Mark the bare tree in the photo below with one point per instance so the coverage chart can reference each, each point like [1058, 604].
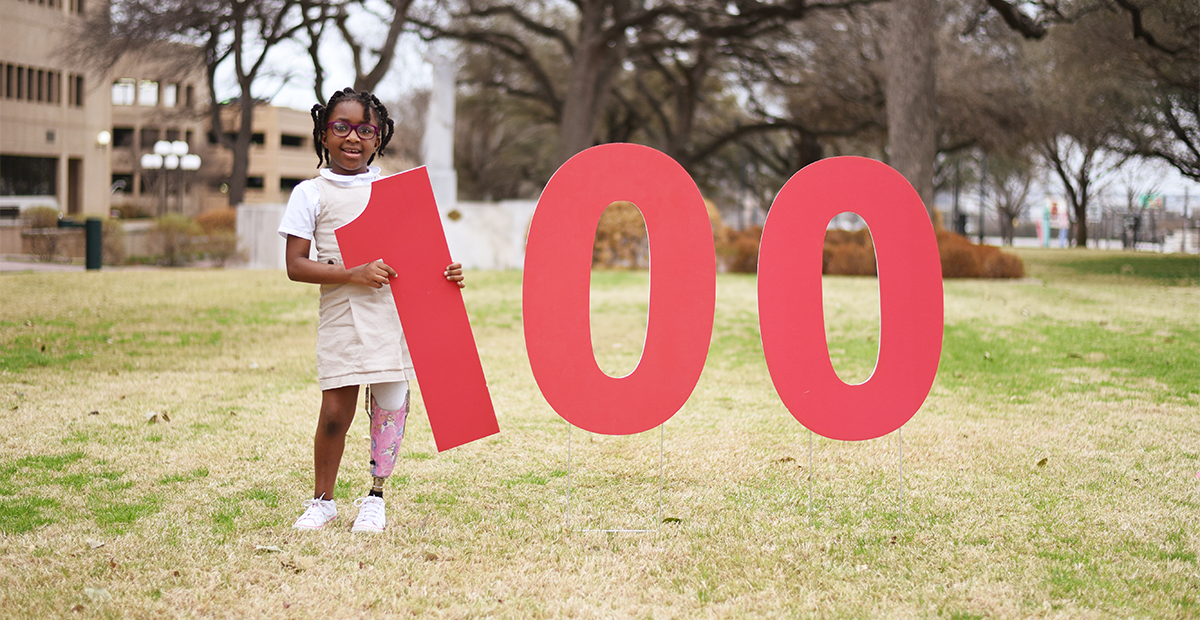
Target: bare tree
[371, 62]
[910, 53]
[574, 60]
[1009, 178]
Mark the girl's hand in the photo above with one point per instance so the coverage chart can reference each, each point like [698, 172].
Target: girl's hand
[454, 274]
[375, 274]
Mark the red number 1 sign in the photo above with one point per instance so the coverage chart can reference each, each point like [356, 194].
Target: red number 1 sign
[402, 226]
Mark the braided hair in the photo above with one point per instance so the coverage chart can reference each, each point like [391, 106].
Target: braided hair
[376, 113]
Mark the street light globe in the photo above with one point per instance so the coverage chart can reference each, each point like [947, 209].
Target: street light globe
[151, 161]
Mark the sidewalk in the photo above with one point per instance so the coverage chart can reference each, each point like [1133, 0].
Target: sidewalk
[7, 265]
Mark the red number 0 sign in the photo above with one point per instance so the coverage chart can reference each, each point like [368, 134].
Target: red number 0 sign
[790, 312]
[558, 275]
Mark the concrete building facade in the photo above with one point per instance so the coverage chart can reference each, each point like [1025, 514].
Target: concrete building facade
[54, 118]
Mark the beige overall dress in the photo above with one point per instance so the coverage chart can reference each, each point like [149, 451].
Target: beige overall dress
[359, 338]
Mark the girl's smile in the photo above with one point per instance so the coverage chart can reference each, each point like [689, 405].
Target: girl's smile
[349, 155]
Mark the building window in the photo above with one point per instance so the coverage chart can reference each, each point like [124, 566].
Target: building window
[148, 94]
[123, 137]
[28, 175]
[149, 136]
[121, 184]
[124, 91]
[169, 95]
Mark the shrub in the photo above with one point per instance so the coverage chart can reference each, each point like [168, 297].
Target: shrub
[129, 211]
[174, 235]
[621, 239]
[738, 250]
[1001, 265]
[849, 253]
[219, 221]
[222, 247]
[850, 259]
[42, 217]
[964, 259]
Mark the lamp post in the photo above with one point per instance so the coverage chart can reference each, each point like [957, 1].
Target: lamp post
[169, 156]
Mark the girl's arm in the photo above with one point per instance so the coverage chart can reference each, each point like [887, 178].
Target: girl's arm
[303, 269]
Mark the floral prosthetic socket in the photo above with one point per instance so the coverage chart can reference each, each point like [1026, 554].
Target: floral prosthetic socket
[387, 433]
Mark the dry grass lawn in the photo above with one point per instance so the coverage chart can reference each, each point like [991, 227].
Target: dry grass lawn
[1053, 473]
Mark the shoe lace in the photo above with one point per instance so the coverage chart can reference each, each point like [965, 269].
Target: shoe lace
[313, 509]
[371, 510]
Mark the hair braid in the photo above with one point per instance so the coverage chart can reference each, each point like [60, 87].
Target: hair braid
[376, 113]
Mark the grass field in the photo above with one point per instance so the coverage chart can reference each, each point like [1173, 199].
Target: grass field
[1053, 473]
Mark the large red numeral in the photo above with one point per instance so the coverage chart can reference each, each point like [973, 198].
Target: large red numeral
[792, 319]
[557, 278]
[402, 227]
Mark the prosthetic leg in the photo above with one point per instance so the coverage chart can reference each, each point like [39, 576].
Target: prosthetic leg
[387, 433]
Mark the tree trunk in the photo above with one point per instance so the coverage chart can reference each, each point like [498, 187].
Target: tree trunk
[910, 50]
[598, 55]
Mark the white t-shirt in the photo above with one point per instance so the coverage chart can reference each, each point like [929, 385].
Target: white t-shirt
[304, 205]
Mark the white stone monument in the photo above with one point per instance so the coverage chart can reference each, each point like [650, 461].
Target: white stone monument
[480, 235]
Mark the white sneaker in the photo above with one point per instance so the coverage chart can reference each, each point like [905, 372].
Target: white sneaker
[371, 517]
[317, 515]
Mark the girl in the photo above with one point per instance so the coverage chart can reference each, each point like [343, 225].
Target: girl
[359, 338]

Task prompt: Repeat the data verbatim through the "Mark the shrub" line, no pictures.

Reply:
Mark the bare tree in the photo below with one point per instance so the coverage chart can reference each, each point like [1058, 604].
Target: bare tree
[371, 62]
[910, 53]
[574, 60]
[1009, 178]
Mark the girl's hand in the photo above with one point per instance so the coverage chart can reference each, each point like [698, 172].
Target: girl's hand
[454, 274]
[375, 274]
Mark the red number 1 sign in the photo above with one point per instance so the coverage chart can reference each, each point like [356, 194].
Target: red number 1 sign
[402, 226]
Mark the braided hair in the photo above with one point per instance so the coverage chart can reference each, each point like [391, 106].
Target: braided hair
[376, 113]
Mark the street light globe in the photo above with one point per instance so the coverage chart can reference each, each point like [947, 209].
Target: street light globe
[151, 161]
Mark the sidewalk in the photo above with one point per instance so the coverage chart can reference each, each point like [1133, 0].
Target: sidewalk
[7, 265]
Mark the red number 0 sign in the photo above with one point per instance so the coverage chart can reference each, each point like [368, 134].
Target: red number 0 sign
[790, 312]
[558, 275]
Mark the concrete building facade in the photo above with one point per instance so the coverage chart can reference each, each point like [1025, 514].
Target: concrete building facade
[54, 118]
Mark the beige overall dress in the photo above with one point per instance so the coverage chart can reference each, each point like [149, 451].
Target: beige overall dress
[359, 338]
Mark the girl's smile in the photo above with one point per instance so the coverage chart can reference each, each point like [689, 405].
Target: girl's smile
[349, 155]
Mark the building window in the photo above with one point per instance so the coverage chart can reference each, each point like [124, 566].
Target: building window
[148, 94]
[123, 137]
[28, 175]
[149, 136]
[121, 184]
[124, 91]
[169, 95]
Mark the shrub in the photo above with one point per instance so the coverage chart can reference each, each point like [168, 297].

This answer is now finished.